───── Data rows

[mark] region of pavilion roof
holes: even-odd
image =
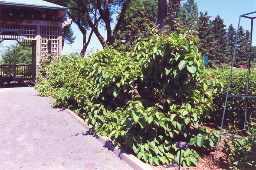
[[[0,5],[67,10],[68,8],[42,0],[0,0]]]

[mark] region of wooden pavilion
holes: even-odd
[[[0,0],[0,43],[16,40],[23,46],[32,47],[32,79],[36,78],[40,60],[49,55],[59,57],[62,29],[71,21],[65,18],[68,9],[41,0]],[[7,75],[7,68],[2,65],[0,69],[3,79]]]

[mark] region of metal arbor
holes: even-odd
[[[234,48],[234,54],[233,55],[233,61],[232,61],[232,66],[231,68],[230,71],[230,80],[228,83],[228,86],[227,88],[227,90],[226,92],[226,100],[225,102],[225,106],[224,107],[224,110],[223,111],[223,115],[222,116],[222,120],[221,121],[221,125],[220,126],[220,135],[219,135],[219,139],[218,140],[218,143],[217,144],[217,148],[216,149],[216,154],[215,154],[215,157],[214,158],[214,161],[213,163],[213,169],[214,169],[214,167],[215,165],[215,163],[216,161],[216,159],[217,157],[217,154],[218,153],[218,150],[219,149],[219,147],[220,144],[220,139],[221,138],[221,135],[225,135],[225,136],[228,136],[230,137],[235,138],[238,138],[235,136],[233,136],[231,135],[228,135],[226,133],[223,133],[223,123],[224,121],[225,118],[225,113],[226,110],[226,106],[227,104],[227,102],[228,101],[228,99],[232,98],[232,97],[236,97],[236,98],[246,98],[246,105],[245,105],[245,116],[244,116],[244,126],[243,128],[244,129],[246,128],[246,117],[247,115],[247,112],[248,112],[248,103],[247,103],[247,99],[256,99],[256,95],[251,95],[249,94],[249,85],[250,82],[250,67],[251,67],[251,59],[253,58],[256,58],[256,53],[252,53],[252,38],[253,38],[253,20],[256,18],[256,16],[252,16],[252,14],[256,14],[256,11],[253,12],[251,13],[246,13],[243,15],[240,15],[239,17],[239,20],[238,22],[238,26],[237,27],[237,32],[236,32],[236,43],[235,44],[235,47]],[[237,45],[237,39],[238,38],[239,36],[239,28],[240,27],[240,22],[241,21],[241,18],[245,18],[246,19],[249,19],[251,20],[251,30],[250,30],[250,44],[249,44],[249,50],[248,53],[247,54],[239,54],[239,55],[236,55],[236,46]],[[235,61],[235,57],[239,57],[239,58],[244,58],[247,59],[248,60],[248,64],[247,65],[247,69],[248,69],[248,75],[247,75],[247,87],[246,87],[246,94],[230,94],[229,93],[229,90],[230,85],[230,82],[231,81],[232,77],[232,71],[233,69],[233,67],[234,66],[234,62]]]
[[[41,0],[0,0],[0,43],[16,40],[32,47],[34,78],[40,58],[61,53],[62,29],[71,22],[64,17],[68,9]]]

──────────

### Your task
Reproduce all of the data above line for line, omitting the pictures.

### Result of this task
[mark] region of pavilion roof
holes: even-odd
image =
[[[0,5],[67,10],[68,8],[42,0],[0,0]]]

[mark] region of wooden pavilion
holes: even-odd
[[[0,0],[0,43],[16,40],[23,46],[32,47],[32,79],[36,78],[40,60],[49,55],[59,57],[62,29],[71,21],[65,18],[68,9],[41,0]],[[7,75],[7,68],[2,65],[0,69],[3,79]]]

[mark] region of metal arbor
holes: even-odd
[[[234,48],[234,54],[233,55],[233,61],[232,61],[232,66],[231,68],[230,71],[230,80],[228,83],[228,86],[227,88],[227,90],[226,92],[226,100],[225,102],[225,106],[224,107],[224,110],[223,111],[223,115],[222,116],[222,120],[221,121],[221,125],[220,126],[220,135],[219,135],[219,139],[218,140],[218,143],[217,144],[217,148],[216,149],[216,154],[215,154],[215,157],[214,158],[214,161],[213,163],[213,169],[214,169],[214,167],[215,165],[215,163],[216,161],[216,159],[217,157],[217,154],[218,153],[218,150],[219,149],[219,147],[220,144],[220,139],[221,138],[221,135],[225,135],[225,136],[228,136],[230,137],[235,138],[238,138],[235,136],[233,136],[231,135],[228,135],[226,133],[223,133],[223,123],[224,121],[225,118],[225,113],[226,110],[226,106],[227,104],[227,102],[228,101],[228,99],[232,98],[232,97],[236,97],[236,98],[246,98],[246,105],[245,105],[245,116],[244,116],[244,126],[243,128],[244,129],[246,128],[246,117],[247,115],[247,112],[248,112],[248,103],[247,103],[247,99],[256,99],[256,95],[251,95],[249,94],[249,85],[250,82],[250,67],[251,67],[251,59],[253,58],[256,58],[256,53],[252,53],[252,38],[253,38],[253,20],[256,18],[256,16],[252,16],[252,14],[256,14],[256,11],[253,12],[251,13],[246,13],[243,15],[240,15],[239,17],[239,20],[238,22],[238,26],[237,27],[237,32],[236,32],[236,43],[235,44],[235,47]],[[237,45],[237,39],[238,38],[239,36],[239,28],[240,27],[240,22],[241,21],[241,18],[245,18],[246,19],[249,19],[251,20],[251,30],[250,30],[250,44],[249,44],[249,50],[248,53],[247,54],[239,54],[239,55],[236,55],[236,46]],[[235,61],[235,57],[239,57],[239,58],[244,58],[247,59],[248,60],[248,64],[247,65],[247,69],[248,69],[248,75],[247,75],[247,87],[246,87],[246,94],[230,94],[229,93],[229,90],[230,85],[230,82],[231,81],[232,77],[232,71],[233,69],[233,67],[234,66],[234,62]]]
[[[41,0],[0,0],[0,43],[16,40],[32,47],[34,78],[40,58],[61,53],[62,29],[71,22],[64,17],[68,9]]]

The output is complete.